→ INSTRUCTIONS TO FOLLOW: Could you carry on the essay arguing for teaching statistics, starting right after its last sentence?

→ TEXT SECTION:
+--

Once you understand how the study was conducted, push back on the study itself. If they claim to have “controlled for other factors” -- controlling for other factors is really hard. If they ran a survey -- was the population actually representative? Could non-response bias explain their results? In general: are the effects large enough to actually matter? Are their results statistically significant? Did they look at a hundred different things and only report the one which they liked? Are the numbers they are reporting the ones we care about, and are they properly contextualized? Try to think of other explanations for their data besides the one they favor. Be creative and obnoxious. You can find examples of how I think about articles in my annotations.


I close on a gentler note. The fact that you can make statistical arguments against an article does not mean that the author is incompetent or ill-intentioned or that the article is bad. All work has caveats -- certainly you can argue with all my blog posts -- and that’s fine as long as they’re clear. But some caveats are subtle and not clearly acknowledged (or deliberately hidden) which is why we need to teach our children to defend themselves. Avada Kedavra!


While I was working on this project, the New York Times and the Wall Street Journal both published op-eds arguing we should teach statistics. I dream of a world where statistical literacy is so common that statistical errors, like spelling errors, make it impossible to be taken seriously; where publications that use only anecdotes get demands for data. It would be a world where we paid attention to gun violence not because of mass shootings, but because of the far larger numbers of people who are shot and go unnoticed every day; where terrorists could no longer sow fear by killing a far smaller fraction of the population than die annually from heart disease; where we donated to charities that saved lives as opposed to making us feel good; where we conducted randomized controlled trials to test which government programs worked best. I truly believe that millions of people would lead better lives if everyone understood and applied basic statistical reasoning. That’s just not true of trigonometry. Let’s teach statistics instead.

+--

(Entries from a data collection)
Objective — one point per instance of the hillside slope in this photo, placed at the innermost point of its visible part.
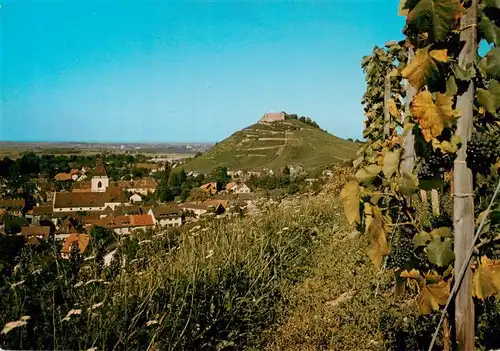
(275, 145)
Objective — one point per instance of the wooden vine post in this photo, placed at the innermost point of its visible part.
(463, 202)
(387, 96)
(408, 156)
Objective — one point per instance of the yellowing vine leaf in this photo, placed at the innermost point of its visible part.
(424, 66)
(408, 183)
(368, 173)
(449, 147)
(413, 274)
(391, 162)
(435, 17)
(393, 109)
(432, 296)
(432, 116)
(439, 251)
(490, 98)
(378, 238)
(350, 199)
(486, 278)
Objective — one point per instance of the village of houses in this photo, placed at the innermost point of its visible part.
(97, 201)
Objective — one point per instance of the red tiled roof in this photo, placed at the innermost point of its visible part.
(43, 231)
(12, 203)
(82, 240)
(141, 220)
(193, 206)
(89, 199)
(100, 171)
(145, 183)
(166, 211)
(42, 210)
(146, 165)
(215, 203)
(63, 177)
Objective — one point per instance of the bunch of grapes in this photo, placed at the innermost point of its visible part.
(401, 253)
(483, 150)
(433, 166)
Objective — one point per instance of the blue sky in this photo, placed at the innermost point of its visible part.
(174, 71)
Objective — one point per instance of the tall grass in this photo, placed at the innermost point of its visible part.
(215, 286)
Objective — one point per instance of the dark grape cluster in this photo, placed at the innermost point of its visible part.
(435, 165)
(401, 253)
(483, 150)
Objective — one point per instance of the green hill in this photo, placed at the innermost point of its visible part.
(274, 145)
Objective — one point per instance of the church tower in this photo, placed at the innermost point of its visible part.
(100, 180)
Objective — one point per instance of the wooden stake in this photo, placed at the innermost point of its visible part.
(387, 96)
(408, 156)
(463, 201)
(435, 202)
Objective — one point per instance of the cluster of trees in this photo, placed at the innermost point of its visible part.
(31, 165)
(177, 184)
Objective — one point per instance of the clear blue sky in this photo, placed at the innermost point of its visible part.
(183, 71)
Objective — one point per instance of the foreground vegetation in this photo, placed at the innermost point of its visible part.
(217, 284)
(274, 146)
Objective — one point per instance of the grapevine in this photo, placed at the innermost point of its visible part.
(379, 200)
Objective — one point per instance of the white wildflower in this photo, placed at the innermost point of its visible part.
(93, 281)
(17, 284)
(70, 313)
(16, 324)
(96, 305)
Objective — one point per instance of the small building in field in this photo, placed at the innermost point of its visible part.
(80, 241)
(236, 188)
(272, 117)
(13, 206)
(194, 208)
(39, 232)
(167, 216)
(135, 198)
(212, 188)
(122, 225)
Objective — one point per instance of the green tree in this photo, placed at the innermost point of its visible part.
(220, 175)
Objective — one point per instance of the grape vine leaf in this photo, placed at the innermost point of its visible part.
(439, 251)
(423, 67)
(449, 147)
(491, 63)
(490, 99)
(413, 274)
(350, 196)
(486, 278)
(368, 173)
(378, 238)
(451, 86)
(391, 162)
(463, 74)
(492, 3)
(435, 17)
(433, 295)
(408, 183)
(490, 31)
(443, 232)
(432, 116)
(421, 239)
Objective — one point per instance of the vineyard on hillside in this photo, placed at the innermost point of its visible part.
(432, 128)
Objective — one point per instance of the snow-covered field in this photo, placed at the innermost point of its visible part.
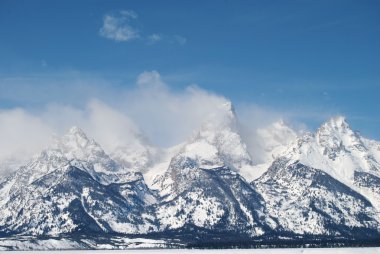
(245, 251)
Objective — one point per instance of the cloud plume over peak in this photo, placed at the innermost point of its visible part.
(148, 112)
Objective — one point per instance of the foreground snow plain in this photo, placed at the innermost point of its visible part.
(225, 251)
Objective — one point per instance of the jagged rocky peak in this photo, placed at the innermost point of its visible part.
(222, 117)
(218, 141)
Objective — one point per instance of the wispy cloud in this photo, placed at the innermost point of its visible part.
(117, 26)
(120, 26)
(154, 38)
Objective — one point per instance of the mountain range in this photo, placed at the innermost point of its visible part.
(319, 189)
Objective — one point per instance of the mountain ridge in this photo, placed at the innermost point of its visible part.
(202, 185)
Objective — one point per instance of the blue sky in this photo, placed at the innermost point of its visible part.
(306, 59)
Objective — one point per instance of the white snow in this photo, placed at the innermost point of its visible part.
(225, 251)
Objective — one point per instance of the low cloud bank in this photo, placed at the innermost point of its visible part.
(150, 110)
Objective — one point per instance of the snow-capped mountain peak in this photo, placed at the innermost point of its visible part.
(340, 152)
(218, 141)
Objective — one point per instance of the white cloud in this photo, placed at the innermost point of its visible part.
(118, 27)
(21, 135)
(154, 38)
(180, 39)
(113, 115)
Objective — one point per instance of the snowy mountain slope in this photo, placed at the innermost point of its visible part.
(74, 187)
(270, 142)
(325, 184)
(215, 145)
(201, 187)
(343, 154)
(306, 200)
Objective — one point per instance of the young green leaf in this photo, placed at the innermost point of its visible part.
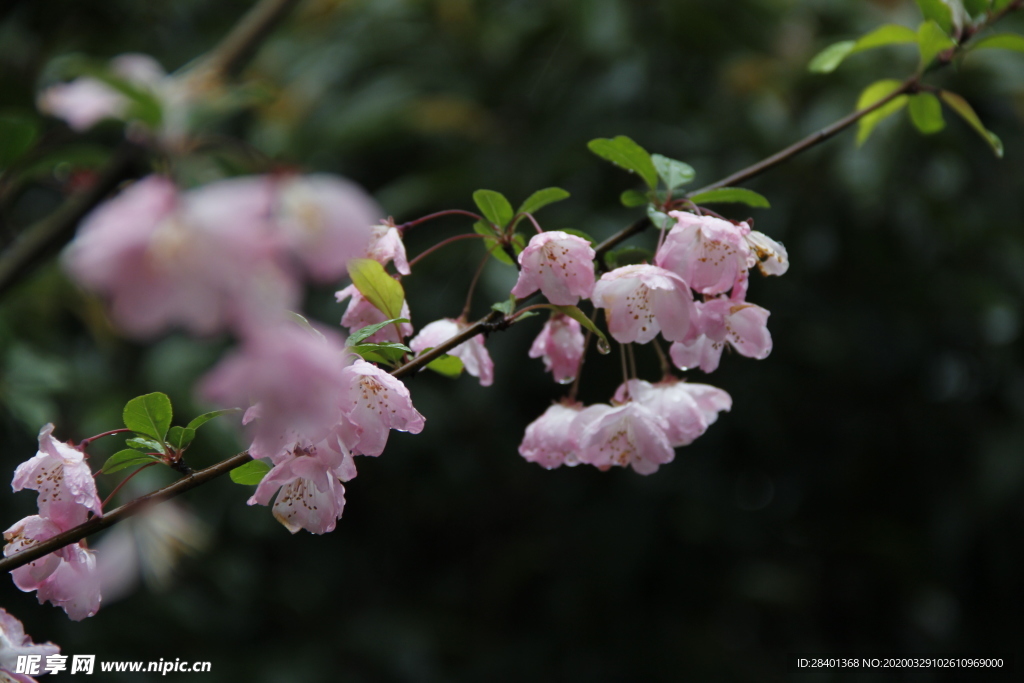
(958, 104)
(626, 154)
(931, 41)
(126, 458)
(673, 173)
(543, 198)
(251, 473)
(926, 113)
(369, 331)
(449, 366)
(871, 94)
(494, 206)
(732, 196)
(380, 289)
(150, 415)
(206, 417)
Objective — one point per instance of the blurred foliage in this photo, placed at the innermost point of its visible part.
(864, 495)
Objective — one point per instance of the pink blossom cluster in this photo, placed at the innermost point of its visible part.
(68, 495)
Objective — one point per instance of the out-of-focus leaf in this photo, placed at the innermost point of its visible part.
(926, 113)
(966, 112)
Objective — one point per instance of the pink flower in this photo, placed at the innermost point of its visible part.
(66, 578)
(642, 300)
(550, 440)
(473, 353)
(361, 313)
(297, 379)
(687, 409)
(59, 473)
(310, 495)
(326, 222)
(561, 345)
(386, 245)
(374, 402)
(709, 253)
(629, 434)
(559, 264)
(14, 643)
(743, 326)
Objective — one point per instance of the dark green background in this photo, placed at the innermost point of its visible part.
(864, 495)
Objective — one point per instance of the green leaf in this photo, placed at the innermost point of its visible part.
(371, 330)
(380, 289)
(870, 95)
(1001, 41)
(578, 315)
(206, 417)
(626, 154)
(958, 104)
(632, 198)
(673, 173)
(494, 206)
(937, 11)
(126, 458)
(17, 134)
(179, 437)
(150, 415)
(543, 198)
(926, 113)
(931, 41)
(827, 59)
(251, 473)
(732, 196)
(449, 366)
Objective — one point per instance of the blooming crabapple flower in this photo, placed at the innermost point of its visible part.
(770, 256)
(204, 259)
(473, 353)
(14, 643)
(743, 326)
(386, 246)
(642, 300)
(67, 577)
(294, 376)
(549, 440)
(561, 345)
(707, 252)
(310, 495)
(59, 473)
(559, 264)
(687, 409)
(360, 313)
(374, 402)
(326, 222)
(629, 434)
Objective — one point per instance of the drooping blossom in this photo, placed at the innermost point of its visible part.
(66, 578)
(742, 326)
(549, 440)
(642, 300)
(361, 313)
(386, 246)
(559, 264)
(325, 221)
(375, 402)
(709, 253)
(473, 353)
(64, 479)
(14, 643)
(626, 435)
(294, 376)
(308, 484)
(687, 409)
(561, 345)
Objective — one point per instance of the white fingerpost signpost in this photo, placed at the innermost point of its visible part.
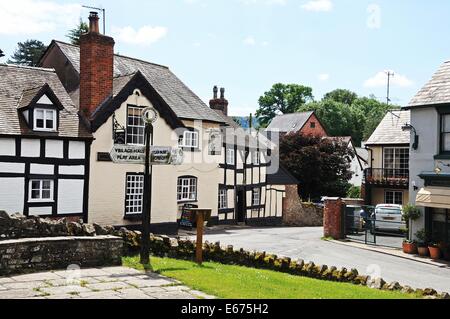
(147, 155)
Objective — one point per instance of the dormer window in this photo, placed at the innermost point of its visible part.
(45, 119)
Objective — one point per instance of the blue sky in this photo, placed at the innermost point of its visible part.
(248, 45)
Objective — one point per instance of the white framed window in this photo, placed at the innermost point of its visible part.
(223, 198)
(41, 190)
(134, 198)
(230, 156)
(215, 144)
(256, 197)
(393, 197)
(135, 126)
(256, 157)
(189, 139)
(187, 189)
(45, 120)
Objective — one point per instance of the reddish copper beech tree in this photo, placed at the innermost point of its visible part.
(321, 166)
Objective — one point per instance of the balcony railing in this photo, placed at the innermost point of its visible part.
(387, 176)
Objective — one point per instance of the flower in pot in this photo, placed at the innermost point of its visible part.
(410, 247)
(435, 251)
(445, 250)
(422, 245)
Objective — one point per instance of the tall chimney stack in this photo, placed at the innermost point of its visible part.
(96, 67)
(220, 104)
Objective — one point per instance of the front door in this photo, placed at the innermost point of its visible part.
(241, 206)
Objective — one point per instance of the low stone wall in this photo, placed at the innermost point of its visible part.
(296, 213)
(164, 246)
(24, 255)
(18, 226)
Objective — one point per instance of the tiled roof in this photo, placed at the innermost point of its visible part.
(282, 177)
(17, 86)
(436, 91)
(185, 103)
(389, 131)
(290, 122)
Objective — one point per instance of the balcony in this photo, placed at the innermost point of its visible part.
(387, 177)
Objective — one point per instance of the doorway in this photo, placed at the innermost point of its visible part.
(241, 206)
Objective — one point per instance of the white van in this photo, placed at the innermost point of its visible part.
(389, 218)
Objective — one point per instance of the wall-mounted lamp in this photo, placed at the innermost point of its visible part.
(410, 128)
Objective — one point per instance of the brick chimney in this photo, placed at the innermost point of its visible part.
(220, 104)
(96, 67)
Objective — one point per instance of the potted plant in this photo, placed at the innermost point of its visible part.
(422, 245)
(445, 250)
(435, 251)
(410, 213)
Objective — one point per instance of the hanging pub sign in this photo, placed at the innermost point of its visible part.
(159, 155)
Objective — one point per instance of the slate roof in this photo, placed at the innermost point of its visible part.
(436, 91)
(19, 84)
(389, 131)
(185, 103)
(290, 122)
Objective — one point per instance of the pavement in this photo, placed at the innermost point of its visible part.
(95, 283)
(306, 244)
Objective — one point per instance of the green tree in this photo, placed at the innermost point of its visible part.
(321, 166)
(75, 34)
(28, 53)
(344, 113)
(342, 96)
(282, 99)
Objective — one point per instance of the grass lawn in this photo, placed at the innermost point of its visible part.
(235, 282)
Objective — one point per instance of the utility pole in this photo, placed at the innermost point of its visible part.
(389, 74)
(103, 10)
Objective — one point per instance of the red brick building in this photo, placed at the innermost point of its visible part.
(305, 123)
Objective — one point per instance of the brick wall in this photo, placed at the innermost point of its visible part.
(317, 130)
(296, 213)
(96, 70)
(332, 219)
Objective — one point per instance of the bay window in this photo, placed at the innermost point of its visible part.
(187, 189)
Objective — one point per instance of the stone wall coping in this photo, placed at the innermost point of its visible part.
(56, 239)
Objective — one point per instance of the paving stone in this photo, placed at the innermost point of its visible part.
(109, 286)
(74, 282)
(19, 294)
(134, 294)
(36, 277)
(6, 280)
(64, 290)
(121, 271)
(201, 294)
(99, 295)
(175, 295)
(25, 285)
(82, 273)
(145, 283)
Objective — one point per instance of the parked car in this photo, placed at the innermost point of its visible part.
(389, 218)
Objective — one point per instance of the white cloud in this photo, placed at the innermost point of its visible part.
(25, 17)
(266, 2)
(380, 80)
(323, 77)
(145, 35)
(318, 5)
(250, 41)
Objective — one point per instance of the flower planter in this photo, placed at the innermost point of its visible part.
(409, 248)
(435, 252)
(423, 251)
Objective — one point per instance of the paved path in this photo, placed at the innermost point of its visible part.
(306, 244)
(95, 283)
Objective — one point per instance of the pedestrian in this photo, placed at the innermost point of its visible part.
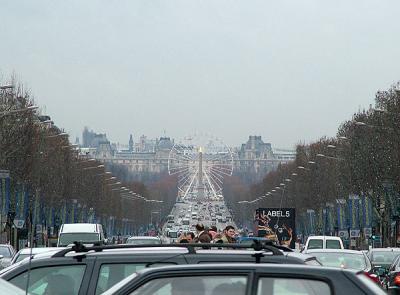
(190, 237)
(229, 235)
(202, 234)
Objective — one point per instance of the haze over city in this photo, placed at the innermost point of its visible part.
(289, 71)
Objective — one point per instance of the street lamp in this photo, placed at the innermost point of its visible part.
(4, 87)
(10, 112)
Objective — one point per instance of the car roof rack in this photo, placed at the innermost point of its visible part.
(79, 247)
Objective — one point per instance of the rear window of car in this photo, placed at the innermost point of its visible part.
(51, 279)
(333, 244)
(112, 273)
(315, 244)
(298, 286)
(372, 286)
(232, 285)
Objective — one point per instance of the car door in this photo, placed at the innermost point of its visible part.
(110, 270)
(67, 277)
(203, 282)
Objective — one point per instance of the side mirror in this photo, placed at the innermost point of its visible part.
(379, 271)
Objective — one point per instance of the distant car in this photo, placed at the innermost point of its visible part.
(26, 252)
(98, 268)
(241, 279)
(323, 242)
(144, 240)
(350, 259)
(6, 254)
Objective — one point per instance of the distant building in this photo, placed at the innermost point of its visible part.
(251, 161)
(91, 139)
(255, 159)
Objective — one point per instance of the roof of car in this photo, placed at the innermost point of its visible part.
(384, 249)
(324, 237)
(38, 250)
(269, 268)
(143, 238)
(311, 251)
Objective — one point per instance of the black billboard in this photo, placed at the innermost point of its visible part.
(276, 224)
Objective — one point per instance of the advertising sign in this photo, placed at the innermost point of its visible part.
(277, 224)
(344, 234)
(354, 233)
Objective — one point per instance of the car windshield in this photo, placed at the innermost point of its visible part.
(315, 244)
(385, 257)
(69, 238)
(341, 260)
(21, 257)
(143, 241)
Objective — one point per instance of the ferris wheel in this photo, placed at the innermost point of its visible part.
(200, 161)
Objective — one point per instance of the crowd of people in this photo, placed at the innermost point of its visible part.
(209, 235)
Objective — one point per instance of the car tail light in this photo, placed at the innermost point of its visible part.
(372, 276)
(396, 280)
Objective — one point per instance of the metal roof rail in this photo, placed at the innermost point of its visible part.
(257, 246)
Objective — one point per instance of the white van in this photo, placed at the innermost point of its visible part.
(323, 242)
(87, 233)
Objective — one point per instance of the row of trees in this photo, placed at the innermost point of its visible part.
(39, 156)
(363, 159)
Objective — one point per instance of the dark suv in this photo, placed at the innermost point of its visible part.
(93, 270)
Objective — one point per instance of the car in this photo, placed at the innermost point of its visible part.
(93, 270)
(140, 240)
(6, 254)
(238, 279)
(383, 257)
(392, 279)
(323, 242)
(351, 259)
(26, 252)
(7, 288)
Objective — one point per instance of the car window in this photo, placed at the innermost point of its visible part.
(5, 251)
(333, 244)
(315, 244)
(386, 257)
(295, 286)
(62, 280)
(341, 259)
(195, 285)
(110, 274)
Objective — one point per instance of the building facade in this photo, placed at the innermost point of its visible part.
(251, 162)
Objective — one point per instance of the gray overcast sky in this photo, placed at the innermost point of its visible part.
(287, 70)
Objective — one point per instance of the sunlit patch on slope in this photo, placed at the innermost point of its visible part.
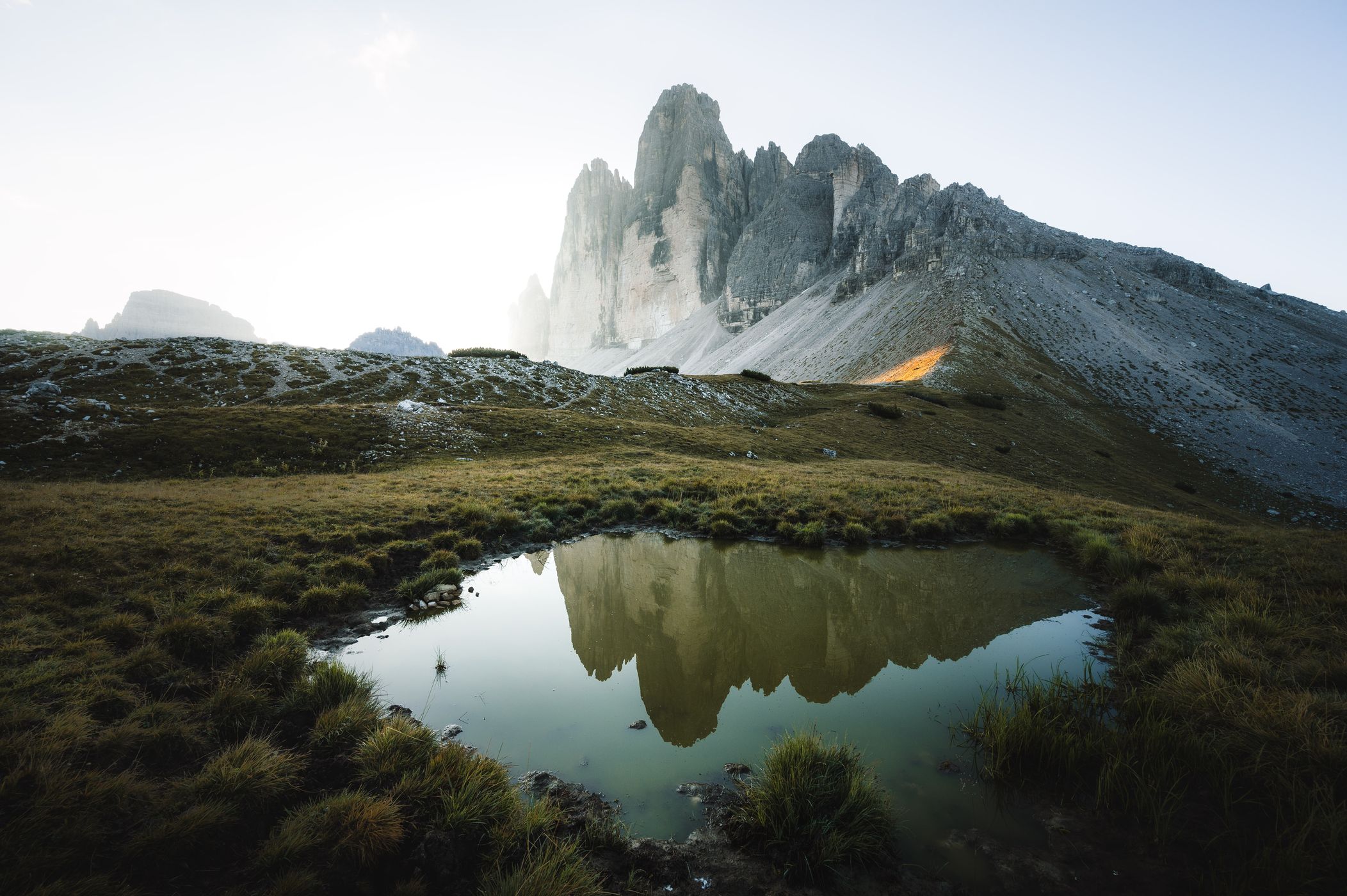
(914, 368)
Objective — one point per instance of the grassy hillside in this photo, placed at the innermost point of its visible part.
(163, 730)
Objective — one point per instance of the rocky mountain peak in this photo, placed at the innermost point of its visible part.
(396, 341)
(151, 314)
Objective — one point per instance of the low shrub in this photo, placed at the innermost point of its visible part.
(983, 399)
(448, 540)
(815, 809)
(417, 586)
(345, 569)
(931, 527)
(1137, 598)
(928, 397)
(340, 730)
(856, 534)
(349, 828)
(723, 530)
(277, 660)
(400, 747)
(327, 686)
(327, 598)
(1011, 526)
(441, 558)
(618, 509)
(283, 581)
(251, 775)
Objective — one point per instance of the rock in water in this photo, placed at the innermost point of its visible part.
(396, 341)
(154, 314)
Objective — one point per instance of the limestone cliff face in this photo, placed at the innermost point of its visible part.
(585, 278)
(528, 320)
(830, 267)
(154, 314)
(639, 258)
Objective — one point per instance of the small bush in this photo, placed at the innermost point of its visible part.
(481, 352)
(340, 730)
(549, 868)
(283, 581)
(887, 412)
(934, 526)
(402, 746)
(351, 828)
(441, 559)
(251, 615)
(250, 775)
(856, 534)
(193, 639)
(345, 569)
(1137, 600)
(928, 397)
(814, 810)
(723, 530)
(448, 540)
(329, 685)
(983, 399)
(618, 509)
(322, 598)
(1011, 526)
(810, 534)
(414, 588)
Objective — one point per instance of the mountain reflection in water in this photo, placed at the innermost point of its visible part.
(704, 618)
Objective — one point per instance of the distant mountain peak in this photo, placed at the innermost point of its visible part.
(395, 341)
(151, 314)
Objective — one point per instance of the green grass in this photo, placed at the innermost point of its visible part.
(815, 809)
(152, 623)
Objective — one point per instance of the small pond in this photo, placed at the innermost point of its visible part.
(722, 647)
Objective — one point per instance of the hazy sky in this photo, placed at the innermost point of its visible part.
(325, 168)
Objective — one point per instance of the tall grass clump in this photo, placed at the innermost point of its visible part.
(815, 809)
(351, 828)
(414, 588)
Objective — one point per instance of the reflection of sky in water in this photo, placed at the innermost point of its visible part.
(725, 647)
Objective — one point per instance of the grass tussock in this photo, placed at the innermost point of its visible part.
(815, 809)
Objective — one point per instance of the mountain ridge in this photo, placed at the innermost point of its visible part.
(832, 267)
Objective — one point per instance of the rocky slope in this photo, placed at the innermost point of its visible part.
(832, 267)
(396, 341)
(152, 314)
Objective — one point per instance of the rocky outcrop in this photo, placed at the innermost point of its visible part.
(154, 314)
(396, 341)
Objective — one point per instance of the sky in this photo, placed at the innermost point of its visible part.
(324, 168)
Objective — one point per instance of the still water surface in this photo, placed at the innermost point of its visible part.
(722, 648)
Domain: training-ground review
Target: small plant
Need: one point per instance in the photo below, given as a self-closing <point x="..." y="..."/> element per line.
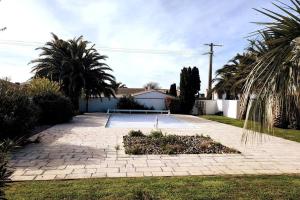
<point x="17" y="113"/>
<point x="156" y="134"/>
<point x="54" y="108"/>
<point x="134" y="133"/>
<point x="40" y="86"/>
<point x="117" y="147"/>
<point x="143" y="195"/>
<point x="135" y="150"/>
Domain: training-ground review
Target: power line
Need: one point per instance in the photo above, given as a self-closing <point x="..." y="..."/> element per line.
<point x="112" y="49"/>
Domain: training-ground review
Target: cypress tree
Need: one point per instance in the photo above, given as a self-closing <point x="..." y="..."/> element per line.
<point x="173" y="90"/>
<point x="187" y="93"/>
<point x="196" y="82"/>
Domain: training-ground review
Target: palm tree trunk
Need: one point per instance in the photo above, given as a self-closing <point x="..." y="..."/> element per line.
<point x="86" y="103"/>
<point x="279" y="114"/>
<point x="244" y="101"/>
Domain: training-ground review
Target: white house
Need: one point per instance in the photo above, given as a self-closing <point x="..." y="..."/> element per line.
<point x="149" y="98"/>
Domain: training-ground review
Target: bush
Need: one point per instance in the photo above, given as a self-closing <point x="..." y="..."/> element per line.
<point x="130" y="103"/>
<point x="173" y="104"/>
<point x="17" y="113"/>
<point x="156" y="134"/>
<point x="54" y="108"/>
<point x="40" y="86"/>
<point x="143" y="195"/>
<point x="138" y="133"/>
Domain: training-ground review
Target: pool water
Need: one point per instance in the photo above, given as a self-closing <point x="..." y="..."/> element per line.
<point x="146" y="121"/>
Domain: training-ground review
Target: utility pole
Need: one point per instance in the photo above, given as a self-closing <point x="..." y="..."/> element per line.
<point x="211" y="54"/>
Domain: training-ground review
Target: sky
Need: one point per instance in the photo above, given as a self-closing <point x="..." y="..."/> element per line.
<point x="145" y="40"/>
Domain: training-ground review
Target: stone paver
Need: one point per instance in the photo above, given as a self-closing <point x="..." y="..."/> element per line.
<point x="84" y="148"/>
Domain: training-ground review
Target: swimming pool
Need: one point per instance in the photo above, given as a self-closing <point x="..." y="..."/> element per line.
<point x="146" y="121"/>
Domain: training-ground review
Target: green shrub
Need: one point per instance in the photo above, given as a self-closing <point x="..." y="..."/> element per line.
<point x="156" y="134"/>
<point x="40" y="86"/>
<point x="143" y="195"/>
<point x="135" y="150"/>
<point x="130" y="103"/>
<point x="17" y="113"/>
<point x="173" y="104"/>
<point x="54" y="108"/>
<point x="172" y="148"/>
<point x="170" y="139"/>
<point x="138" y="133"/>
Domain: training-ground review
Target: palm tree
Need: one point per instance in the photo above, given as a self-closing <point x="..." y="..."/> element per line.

+--

→ RESULT FOR THIS TASK:
Notes:
[1] When I first wrote this piece, it was 6:10 AM and I just couldn’t take it anymore and I ranted about three articles which I thought were bad. After I calmed down I decided that was both mean and unpersuasive, so I did a more systematic annotation. My reading material skews towards the New York Times, so to get a more representative sample I annotated not just the articles I would read naturally: I also went back and read statistical articles in other widely read publications like Gawker, Buzzfeed, and Breitbart (I Googled “new study” + publication name).  (I was doing this quickly, so if you think I’ve been unfair or misunderstood an article, my apologies -- let me know and I’ll fix the spreadsheet.)